• DOCUMENT SEGMENT:
■ ■ ■ ■ ■ ■ ■

God, I am so grateful to be feeling the freedom of the flow again.  The last couple of days I have felt so linguistically constipated.  Now, I feel like I am at a sleep over with my best friend and we are so excited to be together, that we plan to stay up ALL NIGHT talking about EVERYTHING!!!  Pretend with me, won’t you?  Let’s love every moment!  Let’s make messes and freely reveal our hearts and our overflowing inanity!!!  Thank you for this freedom… whoever you are…

Speaking of best friends and sleepovers, you know I spent some time with one of my Besties, Amrita yesterday.  It was profound as always.  Thank All Pervading Light for those beings who grace our paths, and no matter how much time goes by, the meeting place is always the same deep, eternal knowing place!  We shared about our current vantage points in our relationships… and I was left with an expanded perspective on my current standing.  It was nothing specific that she said, or that we even discussed.  It was more like the involuntary impression that was burned into my mind’s eye during our time together.  (Two women at a nearby table are speaking Spain Spanish.  It turns me on.  My dad’s wife is from Barcelona, and because of all the time we’ve shared, my ears have come to appreciate the dignified angular music of the language.) (A man across from me is nursing a generous glass of red wine, accompanying his bagel and cream cheese!  Ladies and Gents, eleven am, and this party is officially STARTED!!!)  Anyway, the impression that burned into my inner vision was an intangible understanding of…

Hard to say.  But I feel it and I know it.  It is a place where the masculine and the feminine quintessentially clash.  It is a place where human beings are quintessentially imperfect. Inevitably every relationship bears this blessed curse.  Cursed blessing… or “ISness”, if you prefer the less dramatic portrayal… Made me think of the story of Sita and Ram, as portrayed in the movie, “Sita Sings the Blues”.  I was astounded at what a bonified DICK Ram acts like most of the time.  And in the face of that, Sita is steadfast in her devotion to her beloved husband.  I grappled with that one for months after I saw the movie.  I was struck by Sita’s potent, uncompromising devotion to Ram.  But I did not see much evidence that Ram deserved it.  He didn’t trust her and he seemed to be a pretty ego centric King.  Last night it occurred to me that she was merely practicing unconditional love.

Unconditional Love.  The term has been beaten to death by our modern, new agey, popular culture… but at it’s essence, it is simple~ Love without conditions.  Lately, I have been painfully aware of my bottomless “font” of conditions in relationship with Mykael.  I see that my default habit is to be entirely self serving.  So far, the result is much disappointment.  It seemed at first glance like Sita got the shorter than sin end of the stick, while Ram had more stick then even a renowned king knew what to do with.  But really… I say Sita got a stick that stretched clear to heaven.  Because the one who chooses Love is free.  The one who chooses love, chooses intimacy with the very binding agent of the Universe!  I am considering the angle that one [profound] purpose of long term, committed relationship is to practice, purify and strengthen one’s capacity to LOVE without condition. Like really, truly without condition… not just when its fashionable and convenient. Why bother binding to one single other?  Because the commitment is a container that allows for the perpetual deepening, the profound alchemy intrinsic in practicing Love.  In the face of this other’s inevitable imperfections, you commit to seeing, serving and loving the eternal light in them.  It is like a dress rehearsal for loving, serving, seeing humanity this way, and ultimately widening your heart so much that the illusion of duality is decimated and the truth of Oneness reclaims reign in the forefront of your mind and being.  Real Love once again takes the wheel of your existence.  All of humanity is elevated and awakened by looking into the clear, still mirror of your perfected Self!!!!

■ ■ ■ ■ ■ ■ ■

Reproduce the passage of the blog post on unconditional love from "Hard to say.  But" to "practicing unconditional love.", keeping every word as it appears. The records have no connection to the blog post on unconditional love.

• Entries drawn from a collection:

■ ■ ■ ■ ■ ■ ■

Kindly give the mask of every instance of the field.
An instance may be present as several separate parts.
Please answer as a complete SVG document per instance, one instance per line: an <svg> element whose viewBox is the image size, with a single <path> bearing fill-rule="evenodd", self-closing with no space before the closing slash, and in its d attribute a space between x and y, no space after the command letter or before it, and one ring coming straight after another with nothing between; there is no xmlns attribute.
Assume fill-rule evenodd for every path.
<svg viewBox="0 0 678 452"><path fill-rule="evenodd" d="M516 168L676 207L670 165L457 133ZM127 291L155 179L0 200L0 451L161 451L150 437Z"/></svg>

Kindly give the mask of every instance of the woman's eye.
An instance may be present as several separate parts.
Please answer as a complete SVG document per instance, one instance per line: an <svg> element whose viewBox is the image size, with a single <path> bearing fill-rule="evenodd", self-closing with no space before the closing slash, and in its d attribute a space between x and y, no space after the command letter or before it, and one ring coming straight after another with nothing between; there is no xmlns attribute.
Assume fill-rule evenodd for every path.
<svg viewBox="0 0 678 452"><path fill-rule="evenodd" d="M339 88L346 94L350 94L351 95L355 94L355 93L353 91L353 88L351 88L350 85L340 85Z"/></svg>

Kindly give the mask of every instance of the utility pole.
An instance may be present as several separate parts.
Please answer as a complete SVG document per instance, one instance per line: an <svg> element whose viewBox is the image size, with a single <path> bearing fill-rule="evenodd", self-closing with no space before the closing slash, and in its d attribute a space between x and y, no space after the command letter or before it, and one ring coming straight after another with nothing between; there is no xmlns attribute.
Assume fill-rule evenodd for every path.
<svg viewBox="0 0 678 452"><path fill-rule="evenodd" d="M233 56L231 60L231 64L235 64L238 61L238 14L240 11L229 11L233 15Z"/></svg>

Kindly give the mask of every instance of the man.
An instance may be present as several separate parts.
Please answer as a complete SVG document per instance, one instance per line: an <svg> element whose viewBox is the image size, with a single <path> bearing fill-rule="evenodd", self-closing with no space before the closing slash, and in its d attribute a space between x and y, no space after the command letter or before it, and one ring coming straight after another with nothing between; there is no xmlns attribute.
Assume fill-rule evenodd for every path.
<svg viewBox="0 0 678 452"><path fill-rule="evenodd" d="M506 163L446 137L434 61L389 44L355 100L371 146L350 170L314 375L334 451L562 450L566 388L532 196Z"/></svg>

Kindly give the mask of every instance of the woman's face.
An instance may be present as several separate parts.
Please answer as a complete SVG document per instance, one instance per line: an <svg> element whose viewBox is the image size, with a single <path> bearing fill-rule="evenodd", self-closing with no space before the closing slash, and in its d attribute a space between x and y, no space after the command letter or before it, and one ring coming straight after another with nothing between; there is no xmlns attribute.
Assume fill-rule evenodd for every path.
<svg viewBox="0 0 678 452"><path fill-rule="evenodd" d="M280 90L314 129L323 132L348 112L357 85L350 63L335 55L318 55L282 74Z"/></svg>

■ ■ ■ ■ ■ ■ ■

• EXERCISE OUTPUT:
Hard to say.  But I feel it and I know it.  It is a place where the masculine and the feminine quintessentially clash.  It is a place where human beings are quintessentially imperfect. Inevitably every relationship bears this blessed curse.  Cursed blessing… or “ISness”, if you prefer the less dramatic portrayal… Made me think of the story of Sita and Ram, as portrayed in the movie, “Sita Sings the Blues”.  I was astounded at what a bonified DICK Ram acts like most of the time.  And in the face of that, Sita is steadfast in her devotion to her beloved husband.  I grappled with that one for months after I saw the movie.  I was struck by Sita’s potent, uncompromising devotion to Ram.  But I did not see much evidence that Ram deserved it.  He didn’t trust her and he seemed to be a pretty ego centric King.  Last night it occurred to me that she was merely practicing unconditional love.